### INPUT ROWS
..............................

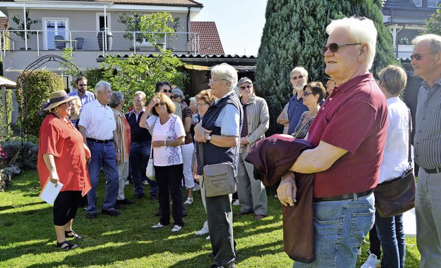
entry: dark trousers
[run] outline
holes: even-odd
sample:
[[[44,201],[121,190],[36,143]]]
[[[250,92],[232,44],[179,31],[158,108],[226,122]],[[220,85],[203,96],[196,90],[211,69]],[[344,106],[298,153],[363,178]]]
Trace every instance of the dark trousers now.
[[[172,196],[172,212],[174,225],[184,226],[182,216],[183,194],[182,176],[183,164],[169,165],[166,167],[154,166],[154,172],[158,183],[158,198],[159,206],[163,215],[159,222],[163,225],[170,223],[170,201],[169,192]]]
[[[215,263],[233,267],[236,259],[236,242],[233,237],[232,195],[205,197],[207,220]]]

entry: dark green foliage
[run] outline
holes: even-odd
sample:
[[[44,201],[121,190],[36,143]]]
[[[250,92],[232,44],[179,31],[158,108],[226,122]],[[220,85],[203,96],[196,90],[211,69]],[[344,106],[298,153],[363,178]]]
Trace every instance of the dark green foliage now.
[[[426,21],[426,30],[422,31],[423,34],[433,34],[441,35],[441,10],[436,10],[436,12],[432,14],[429,19],[429,22]]]
[[[8,165],[19,165],[20,167],[26,170],[37,169],[37,145],[23,141],[22,147],[21,141],[9,141],[3,144],[3,148],[8,153]]]
[[[270,111],[267,135],[280,133],[276,118],[292,95],[289,72],[304,66],[309,81],[323,81],[325,63],[321,48],[326,44],[326,26],[331,19],[366,17],[378,31],[374,74],[389,64],[398,64],[392,39],[382,24],[380,0],[269,0],[265,12],[256,81],[263,88]]]
[[[19,124],[22,127],[25,136],[32,134],[38,136],[40,125],[44,119],[39,114],[41,103],[48,101],[51,92],[64,90],[63,79],[57,74],[45,70],[34,70],[26,74],[23,81],[23,88],[17,90],[19,102]],[[17,87],[20,85],[17,79]]]

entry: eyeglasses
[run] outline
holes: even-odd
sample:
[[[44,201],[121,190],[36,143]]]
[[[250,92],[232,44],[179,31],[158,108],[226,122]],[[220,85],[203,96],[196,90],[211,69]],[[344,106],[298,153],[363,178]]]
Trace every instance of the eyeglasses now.
[[[344,47],[346,45],[361,45],[361,43],[343,43],[341,45],[338,44],[337,43],[331,43],[328,45],[324,45],[322,52],[323,54],[326,53],[328,50],[331,51],[332,53],[335,53],[338,51],[340,47]]]
[[[427,54],[420,54],[420,53],[413,54],[411,55],[411,60],[413,60],[413,58],[415,58],[416,60],[420,61],[424,56],[431,55],[432,54],[437,54],[437,53],[439,53],[439,52],[433,52],[433,53],[427,53]]]
[[[209,83],[217,82],[217,81],[220,81],[220,80],[227,81],[227,79],[217,79],[217,80],[215,80],[215,79],[212,79],[210,78],[210,79],[209,79]]]
[[[250,89],[252,88],[253,86],[252,85],[243,85],[241,87],[239,87],[239,88],[240,89],[240,90],[245,90],[245,87],[247,87],[247,89]]]
[[[209,104],[207,103],[198,103],[198,107],[202,107],[203,105],[209,105]]]
[[[298,78],[299,79],[302,79],[303,77],[305,77],[305,76],[303,76],[302,75],[301,75],[301,74],[300,74],[300,75],[299,75],[298,76],[292,76],[291,79],[292,80],[297,80],[297,79],[298,79]]]

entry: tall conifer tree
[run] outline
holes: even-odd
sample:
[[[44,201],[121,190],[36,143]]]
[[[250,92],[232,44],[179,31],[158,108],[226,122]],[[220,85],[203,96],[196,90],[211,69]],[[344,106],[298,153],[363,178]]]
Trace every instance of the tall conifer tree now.
[[[309,81],[326,76],[322,47],[326,44],[326,26],[331,19],[365,17],[378,32],[376,54],[370,70],[376,74],[395,59],[392,39],[382,23],[382,0],[268,0],[266,23],[256,65],[256,81],[261,85],[270,112],[267,134],[280,133],[276,118],[292,96],[289,72],[303,66]]]

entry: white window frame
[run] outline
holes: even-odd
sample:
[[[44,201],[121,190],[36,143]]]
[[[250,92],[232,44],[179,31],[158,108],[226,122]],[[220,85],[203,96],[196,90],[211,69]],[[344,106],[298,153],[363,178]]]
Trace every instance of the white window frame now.
[[[99,32],[99,17],[100,16],[104,17],[104,12],[96,12],[95,15],[95,21],[96,23],[96,32]],[[109,30],[112,30],[111,21],[112,21],[112,13],[105,12],[105,16],[107,17],[107,27],[109,28]]]
[[[65,30],[66,35],[69,34],[69,18],[55,18],[55,17],[43,17],[41,18],[41,21],[43,23],[43,49],[46,50],[48,50],[48,28],[46,26],[48,24],[46,22],[48,21],[65,21]],[[65,37],[66,39],[69,39],[70,37]]]

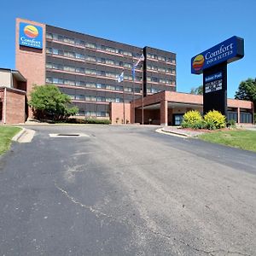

..............................

### WHAT THIS TASK INVOLVES
Render the lines above as a JSON list of strings, one string per line, skipping blank lines and leaving out the pictures.

### RESULT FOR THIS TASK
[
  "entry: dark trousers",
  "[run] outline",
  "holes: even-odd",
  "sample:",
  "[[[44,201],[121,190],[36,143]]]",
  "[[[250,92],[232,44],[179,31],[158,108],[226,122]],[[220,85],[203,96],[196,90],[211,69]],[[344,106],[298,153],[363,178]]]",
  "Trace every instance of the dark trousers now.",
  "[[[172,196],[172,212],[174,225],[184,226],[182,216],[183,194],[182,176],[183,164],[169,165],[166,167],[154,166],[154,172],[158,183],[158,198],[159,206],[163,215],[159,222],[163,225],[170,223],[170,201],[169,192]]]",
  "[[[215,263],[233,267],[236,259],[236,242],[233,237],[232,195],[205,197],[207,220]]]",
  "entry: dark green foliage",
  "[run] outline",
  "holes: even-odd",
  "sample:",
  "[[[44,201],[121,190],[36,143]]]",
  "[[[250,92],[232,44],[179,31],[158,108],[226,122]],[[220,85],[203,96],[196,90],[211,69]],[[344,106],[298,153],[363,178]]]",
  "Trace every instance of the dark green foliage now.",
  "[[[426,21],[426,30],[422,31],[423,34],[433,34],[441,35],[441,10],[436,10],[436,12],[432,14],[429,19],[429,22]]]",
  "[[[8,165],[19,165],[20,167],[26,170],[37,169],[37,145],[23,141],[22,147],[21,141],[9,141],[3,144],[3,148],[8,153]]]",
  "[[[270,111],[267,135],[280,133],[276,118],[292,95],[289,72],[304,66],[309,81],[323,81],[325,63],[321,48],[326,44],[326,26],[331,19],[366,17],[378,31],[374,74],[389,64],[398,64],[392,39],[382,24],[380,0],[269,0],[265,12],[256,81],[263,88]]]",
  "[[[19,124],[22,127],[25,136],[32,134],[38,136],[40,125],[44,119],[39,114],[41,103],[48,101],[51,92],[64,90],[63,79],[57,74],[45,70],[34,70],[26,74],[23,81],[23,88],[17,90],[19,102]],[[17,87],[20,85],[17,79]]]",
  "entry: eyeglasses",
  "[run] outline",
  "holes: even-odd",
  "sample:",
  "[[[44,201],[121,190],[36,143]]]",
  "[[[250,92],[232,44],[179,31],[158,108],[226,122]],[[220,85],[203,96],[196,90],[211,69]],[[344,106],[298,153],[363,178]]]",
  "Trace every instance of the eyeglasses now.",
  "[[[344,47],[346,45],[361,45],[361,43],[343,43],[341,45],[338,44],[337,43],[331,43],[328,45],[324,45],[322,52],[323,54],[326,53],[328,50],[331,51],[332,53],[335,53],[338,51],[340,47]]]",
  "[[[427,54],[420,54],[420,53],[413,54],[411,55],[411,60],[413,60],[413,58],[415,58],[416,60],[420,61],[424,56],[431,55],[432,54],[437,54],[437,53],[439,53],[439,52],[433,52],[433,53],[427,53]]]",
  "[[[209,83],[217,82],[217,81],[220,81],[220,80],[227,81],[227,79],[217,79],[217,80],[215,80],[215,79],[212,79],[210,78],[210,79],[209,79]]]",
  "[[[250,89],[252,88],[253,86],[252,85],[243,85],[241,87],[239,87],[239,88],[240,89],[240,90],[245,90],[245,87],[247,87],[247,89]]]",
  "[[[209,104],[207,103],[198,103],[198,107],[202,107],[203,105],[209,105]]]",
  "[[[298,78],[299,79],[302,79],[303,77],[305,77],[305,76],[303,76],[302,75],[301,75],[301,74],[300,74],[300,75],[299,75],[298,76],[292,76],[291,79],[292,80],[297,80],[297,79],[298,79]]]",
  "entry: tall conifer tree",
  "[run] outline",
  "holes: even-odd",
  "sample:",
  "[[[44,201],[121,190],[36,143]]]",
  "[[[250,92],[232,44],[179,31],[158,108],[226,122]],[[220,85],[203,96],[196,90],[211,69]],[[344,106],[298,153],[363,178]]]",
  "Trace every instance of the tall conifer tree now.",
  "[[[309,81],[326,76],[322,47],[326,44],[326,26],[331,19],[365,17],[378,32],[376,54],[370,70],[376,74],[395,59],[392,39],[382,23],[382,0],[268,0],[266,23],[256,65],[256,81],[261,85],[270,112],[267,134],[280,133],[276,118],[292,96],[289,72],[303,66]]]",
  "entry: white window frame",
  "[run] outline",
  "holes: even-odd",
  "sample:",
  "[[[44,201],[121,190],[36,143]]]",
  "[[[250,92],[232,44],[179,31],[158,108],[226,122]],[[220,85],[203,96],[196,90],[211,69]],[[344,106],[298,153],[363,178]]]",
  "Trace every instance of the white window frame now.",
  "[[[99,32],[99,17],[100,16],[104,17],[104,12],[96,12],[95,15],[95,21],[96,23],[96,32]],[[109,30],[112,30],[111,21],[112,21],[112,13],[105,12],[105,16],[107,17],[107,27],[109,28]]]",
  "[[[65,30],[66,35],[69,34],[69,18],[55,18],[55,17],[43,17],[41,18],[41,21],[43,23],[43,49],[46,50],[48,50],[48,28],[46,26],[48,24],[46,22],[48,21],[65,21]],[[65,37],[66,39],[69,39],[70,37]]]"
]